[SOURCE RECORDS Boundary: Start]
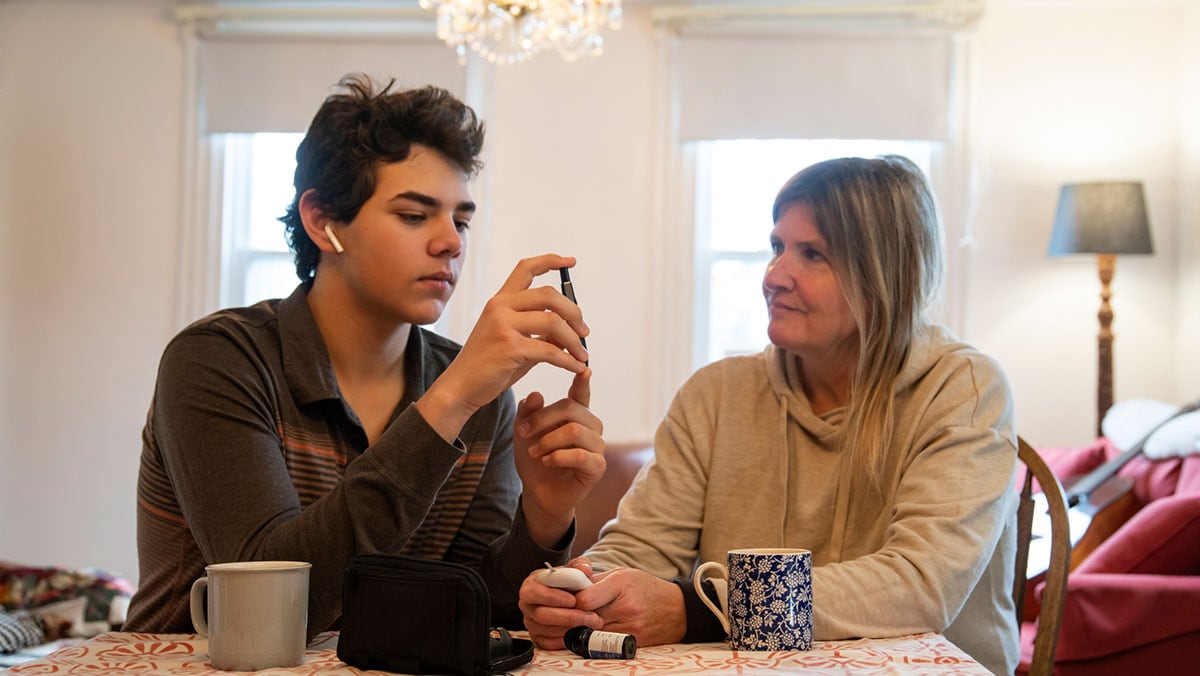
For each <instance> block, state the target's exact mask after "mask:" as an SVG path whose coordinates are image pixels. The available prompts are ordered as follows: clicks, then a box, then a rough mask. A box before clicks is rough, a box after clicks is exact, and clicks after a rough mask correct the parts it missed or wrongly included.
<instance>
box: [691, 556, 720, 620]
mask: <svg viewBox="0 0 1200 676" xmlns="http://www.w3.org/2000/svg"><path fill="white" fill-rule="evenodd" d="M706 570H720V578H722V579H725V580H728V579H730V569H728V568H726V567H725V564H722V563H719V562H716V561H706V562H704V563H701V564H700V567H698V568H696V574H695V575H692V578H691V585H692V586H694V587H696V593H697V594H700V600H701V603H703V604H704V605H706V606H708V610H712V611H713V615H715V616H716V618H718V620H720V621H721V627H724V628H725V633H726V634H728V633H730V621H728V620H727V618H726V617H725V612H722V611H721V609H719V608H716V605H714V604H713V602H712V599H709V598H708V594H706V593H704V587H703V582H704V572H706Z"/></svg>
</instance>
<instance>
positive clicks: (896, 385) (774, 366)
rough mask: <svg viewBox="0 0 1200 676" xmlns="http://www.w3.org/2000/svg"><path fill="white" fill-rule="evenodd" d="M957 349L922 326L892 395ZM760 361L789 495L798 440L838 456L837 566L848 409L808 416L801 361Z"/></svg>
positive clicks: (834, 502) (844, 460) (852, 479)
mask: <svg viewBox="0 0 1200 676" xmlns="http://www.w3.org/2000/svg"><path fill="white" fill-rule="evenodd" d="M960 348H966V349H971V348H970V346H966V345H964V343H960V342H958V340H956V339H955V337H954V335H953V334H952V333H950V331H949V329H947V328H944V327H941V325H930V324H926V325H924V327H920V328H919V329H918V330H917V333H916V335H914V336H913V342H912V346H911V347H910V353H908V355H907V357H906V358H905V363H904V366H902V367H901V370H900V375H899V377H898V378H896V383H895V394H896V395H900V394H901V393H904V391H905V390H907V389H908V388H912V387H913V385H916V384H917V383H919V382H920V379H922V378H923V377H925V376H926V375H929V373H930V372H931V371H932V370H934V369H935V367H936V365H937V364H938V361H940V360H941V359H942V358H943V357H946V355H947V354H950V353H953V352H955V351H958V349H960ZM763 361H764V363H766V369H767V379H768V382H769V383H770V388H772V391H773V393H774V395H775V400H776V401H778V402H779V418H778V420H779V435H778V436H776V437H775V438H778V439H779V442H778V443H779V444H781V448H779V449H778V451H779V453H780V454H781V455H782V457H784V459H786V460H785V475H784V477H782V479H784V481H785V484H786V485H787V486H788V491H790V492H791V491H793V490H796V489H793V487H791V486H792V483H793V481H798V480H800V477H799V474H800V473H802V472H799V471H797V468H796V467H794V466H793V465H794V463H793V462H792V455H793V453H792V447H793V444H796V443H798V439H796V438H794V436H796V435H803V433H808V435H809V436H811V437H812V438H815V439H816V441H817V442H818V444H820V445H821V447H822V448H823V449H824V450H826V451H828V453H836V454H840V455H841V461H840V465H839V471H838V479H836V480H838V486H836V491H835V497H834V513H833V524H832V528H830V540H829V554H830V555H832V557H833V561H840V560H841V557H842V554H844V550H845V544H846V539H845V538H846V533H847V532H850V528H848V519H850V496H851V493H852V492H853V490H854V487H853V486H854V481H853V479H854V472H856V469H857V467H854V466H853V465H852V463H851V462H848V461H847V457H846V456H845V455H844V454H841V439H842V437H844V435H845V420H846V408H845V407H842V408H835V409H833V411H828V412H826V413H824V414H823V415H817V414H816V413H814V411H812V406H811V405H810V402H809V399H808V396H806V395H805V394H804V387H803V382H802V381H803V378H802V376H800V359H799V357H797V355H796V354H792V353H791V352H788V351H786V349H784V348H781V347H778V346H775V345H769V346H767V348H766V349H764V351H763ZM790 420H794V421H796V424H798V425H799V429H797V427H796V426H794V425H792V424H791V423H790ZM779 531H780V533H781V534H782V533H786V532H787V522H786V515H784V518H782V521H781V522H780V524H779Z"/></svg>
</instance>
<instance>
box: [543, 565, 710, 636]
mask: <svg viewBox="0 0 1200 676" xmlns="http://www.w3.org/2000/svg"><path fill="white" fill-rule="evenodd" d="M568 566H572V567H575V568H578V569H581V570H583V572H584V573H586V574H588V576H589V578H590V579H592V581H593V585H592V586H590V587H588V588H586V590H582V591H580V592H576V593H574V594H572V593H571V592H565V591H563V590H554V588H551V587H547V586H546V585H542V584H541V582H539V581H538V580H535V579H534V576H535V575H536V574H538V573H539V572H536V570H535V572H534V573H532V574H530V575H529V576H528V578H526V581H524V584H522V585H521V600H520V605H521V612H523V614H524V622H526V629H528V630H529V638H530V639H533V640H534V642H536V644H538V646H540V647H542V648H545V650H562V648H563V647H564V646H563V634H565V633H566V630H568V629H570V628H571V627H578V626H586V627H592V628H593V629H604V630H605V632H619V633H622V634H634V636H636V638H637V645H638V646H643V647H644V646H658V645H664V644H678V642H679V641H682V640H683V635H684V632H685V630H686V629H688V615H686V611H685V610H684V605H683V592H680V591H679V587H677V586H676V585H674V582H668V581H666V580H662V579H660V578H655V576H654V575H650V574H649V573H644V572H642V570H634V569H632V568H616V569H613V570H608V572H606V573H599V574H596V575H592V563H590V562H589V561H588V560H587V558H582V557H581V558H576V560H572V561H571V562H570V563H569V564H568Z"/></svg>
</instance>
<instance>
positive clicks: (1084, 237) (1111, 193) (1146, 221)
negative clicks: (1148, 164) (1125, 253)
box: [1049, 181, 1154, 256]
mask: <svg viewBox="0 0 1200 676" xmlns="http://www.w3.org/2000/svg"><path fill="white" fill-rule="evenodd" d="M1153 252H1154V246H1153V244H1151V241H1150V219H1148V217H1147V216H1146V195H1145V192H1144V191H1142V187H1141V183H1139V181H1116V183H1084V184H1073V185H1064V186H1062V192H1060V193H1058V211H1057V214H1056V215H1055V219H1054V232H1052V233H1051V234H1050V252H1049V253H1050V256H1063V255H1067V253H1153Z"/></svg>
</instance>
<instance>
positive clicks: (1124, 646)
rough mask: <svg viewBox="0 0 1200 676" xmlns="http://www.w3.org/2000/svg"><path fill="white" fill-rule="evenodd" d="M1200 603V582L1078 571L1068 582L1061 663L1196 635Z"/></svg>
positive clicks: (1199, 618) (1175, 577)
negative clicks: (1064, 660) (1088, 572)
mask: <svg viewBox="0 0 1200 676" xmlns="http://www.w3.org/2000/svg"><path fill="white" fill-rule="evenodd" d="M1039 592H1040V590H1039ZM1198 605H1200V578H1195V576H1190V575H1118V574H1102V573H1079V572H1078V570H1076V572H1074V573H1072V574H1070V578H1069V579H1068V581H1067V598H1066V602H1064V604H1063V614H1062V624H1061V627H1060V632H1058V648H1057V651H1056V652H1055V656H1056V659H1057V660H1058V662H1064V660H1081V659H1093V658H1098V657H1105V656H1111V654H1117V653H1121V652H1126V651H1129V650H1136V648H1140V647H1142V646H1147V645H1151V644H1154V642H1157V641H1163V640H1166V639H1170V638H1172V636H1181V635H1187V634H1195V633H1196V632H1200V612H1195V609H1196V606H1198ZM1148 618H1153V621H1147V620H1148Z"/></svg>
[SOURCE RECORDS Boundary: End]
[SOURCE RECORDS Boundary: Start]
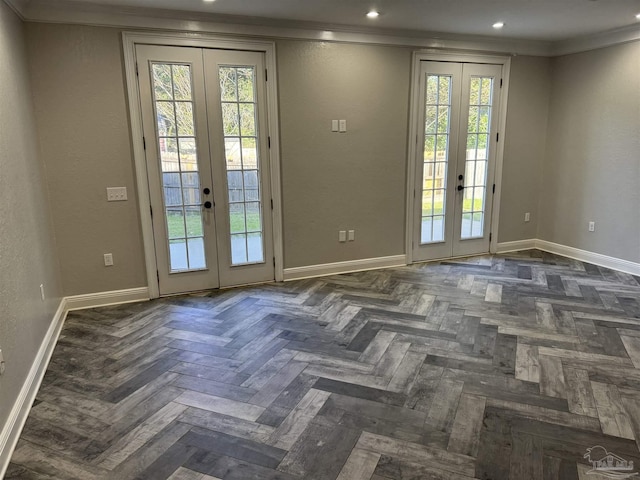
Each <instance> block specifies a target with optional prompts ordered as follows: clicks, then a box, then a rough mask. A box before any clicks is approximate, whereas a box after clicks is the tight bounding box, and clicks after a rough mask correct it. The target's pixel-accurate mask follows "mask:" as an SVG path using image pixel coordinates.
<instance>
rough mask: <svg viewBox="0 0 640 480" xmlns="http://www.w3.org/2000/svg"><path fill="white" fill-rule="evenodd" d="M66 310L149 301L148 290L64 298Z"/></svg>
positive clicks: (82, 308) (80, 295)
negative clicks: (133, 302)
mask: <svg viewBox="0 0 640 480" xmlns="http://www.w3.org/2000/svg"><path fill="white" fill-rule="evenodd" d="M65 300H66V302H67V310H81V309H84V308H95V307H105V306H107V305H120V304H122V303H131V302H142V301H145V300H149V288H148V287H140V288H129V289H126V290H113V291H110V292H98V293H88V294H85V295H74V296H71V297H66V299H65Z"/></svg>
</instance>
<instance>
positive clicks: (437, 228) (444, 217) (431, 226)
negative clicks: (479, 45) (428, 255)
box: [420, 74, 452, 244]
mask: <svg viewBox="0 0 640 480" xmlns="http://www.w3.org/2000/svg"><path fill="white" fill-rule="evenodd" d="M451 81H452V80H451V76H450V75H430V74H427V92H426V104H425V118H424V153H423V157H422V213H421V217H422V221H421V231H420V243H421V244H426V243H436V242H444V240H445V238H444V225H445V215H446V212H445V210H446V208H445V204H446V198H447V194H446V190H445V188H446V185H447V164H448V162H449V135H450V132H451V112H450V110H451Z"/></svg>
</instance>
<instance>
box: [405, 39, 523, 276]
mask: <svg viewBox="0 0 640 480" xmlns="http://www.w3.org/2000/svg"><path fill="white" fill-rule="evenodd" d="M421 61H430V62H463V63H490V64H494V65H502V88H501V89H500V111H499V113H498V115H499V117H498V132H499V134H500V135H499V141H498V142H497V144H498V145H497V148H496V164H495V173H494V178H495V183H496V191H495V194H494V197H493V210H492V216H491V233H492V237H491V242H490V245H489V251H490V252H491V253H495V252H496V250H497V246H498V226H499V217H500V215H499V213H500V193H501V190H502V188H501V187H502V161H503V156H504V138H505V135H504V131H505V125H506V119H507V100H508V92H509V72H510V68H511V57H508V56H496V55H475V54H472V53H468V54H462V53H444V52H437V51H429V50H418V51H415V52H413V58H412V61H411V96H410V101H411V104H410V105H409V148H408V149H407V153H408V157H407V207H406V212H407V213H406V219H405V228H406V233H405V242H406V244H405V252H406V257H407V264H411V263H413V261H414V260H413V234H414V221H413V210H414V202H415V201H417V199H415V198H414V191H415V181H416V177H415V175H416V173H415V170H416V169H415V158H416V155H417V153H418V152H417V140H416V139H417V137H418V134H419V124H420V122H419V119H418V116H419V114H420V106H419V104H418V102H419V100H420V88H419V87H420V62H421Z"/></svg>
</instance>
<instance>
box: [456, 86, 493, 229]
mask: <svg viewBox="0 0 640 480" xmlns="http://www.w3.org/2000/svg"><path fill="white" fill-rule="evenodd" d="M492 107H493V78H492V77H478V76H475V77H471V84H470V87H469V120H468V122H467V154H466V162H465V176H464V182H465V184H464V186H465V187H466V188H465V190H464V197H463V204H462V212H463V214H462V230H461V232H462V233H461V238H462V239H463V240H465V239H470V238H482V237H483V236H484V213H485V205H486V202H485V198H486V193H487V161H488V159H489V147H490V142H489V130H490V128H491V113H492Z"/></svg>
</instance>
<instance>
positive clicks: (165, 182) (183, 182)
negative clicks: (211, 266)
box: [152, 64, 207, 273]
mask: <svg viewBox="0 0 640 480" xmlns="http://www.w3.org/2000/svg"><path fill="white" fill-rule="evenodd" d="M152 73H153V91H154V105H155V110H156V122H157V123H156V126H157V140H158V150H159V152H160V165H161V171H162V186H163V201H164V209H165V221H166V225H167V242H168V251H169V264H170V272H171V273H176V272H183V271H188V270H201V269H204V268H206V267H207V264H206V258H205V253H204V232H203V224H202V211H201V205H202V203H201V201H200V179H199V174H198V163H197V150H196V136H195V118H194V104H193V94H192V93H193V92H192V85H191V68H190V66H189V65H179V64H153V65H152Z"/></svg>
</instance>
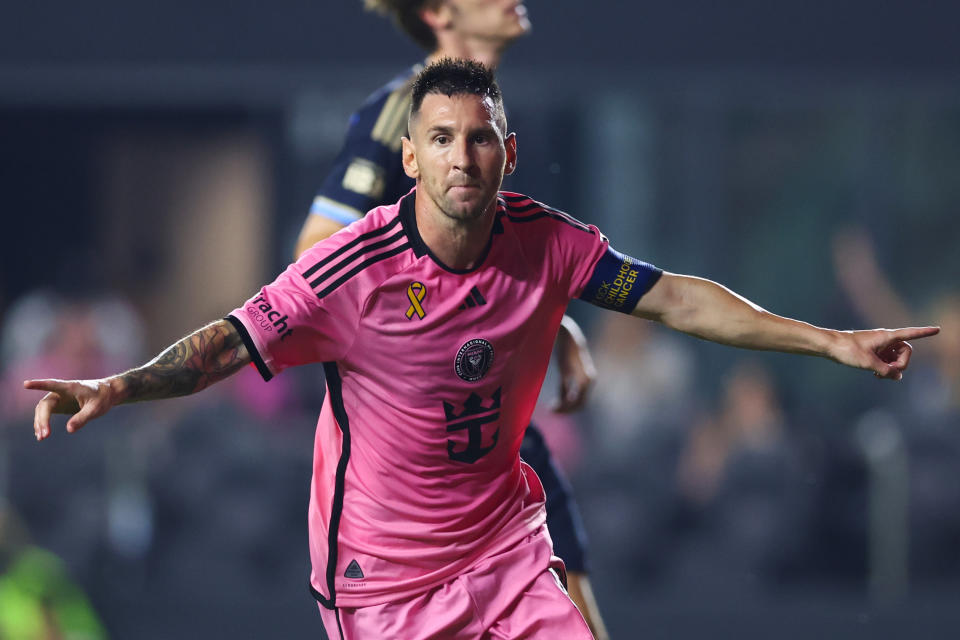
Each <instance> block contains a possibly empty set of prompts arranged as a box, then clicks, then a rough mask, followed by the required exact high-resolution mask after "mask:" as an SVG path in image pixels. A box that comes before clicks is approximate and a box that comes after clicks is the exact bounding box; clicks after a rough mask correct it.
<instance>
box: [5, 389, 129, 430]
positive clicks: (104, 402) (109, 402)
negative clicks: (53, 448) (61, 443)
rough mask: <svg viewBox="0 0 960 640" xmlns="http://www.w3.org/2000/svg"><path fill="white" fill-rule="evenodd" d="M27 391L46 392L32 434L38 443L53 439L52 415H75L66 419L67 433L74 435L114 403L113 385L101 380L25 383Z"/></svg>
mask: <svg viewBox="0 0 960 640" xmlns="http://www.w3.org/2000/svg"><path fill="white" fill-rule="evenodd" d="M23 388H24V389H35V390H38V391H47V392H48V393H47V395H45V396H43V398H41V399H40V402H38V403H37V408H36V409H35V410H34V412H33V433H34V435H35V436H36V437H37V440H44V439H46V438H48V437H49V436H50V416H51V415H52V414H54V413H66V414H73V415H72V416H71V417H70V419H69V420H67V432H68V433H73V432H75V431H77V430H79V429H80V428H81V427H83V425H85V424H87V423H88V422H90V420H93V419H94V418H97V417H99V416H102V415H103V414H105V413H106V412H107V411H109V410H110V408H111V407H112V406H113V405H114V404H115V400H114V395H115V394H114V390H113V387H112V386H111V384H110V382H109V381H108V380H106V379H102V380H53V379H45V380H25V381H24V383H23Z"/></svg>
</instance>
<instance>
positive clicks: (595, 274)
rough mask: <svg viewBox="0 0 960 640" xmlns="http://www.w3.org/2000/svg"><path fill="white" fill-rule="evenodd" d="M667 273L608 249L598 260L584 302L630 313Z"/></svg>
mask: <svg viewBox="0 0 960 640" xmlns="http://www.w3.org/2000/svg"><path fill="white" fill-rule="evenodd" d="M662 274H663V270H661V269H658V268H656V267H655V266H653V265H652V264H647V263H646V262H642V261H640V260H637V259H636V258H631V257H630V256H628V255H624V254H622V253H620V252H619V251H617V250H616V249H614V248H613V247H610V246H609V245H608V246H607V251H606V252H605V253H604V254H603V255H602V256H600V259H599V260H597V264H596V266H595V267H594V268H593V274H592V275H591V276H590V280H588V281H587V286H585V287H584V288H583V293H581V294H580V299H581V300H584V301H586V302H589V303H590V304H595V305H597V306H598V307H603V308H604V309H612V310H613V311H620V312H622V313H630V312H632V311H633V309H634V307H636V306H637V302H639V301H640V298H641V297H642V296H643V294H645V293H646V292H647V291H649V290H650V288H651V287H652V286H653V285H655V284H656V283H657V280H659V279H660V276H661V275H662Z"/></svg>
[SOURCE RECORDS Boundary: End]
*WHAT TO WORK ON*
Which lines of the records above contain the word "block"? Report each one.

*OUTPUT BELOW*
For each <instance> block, state the target's exact mask after "mask:" as an SVG path whose coordinates are image pixels. The available prompts are ordered as follows: clicks, then a box, then a rough mask. A box before clicks is rough, a box after clicks is exact, and clicks after a rough mask correct the parts it missed or wrongly included.
Each <instance> block specifies a target with optional prompts ordered as follows: clicks, then a box, then a rough mask. A box before any clicks is approximate, whereas a box after clicks is the tight bounding box, and clicks after a rough mask correct it. The target's pixel-accurate mask follows "mask:" as an SVG path using image pixel coordinates.
Each <instance> block contains a possibly empty set of prompts arranged as a box, then clicks, then a rough mask, followed by the required exact high-resolution mask after "mask:" as an SVG path in image pixels. A box that comes before clicks is approximate and a box that comes after clicks is the exact bounding box; clicks after a rough mask correct it.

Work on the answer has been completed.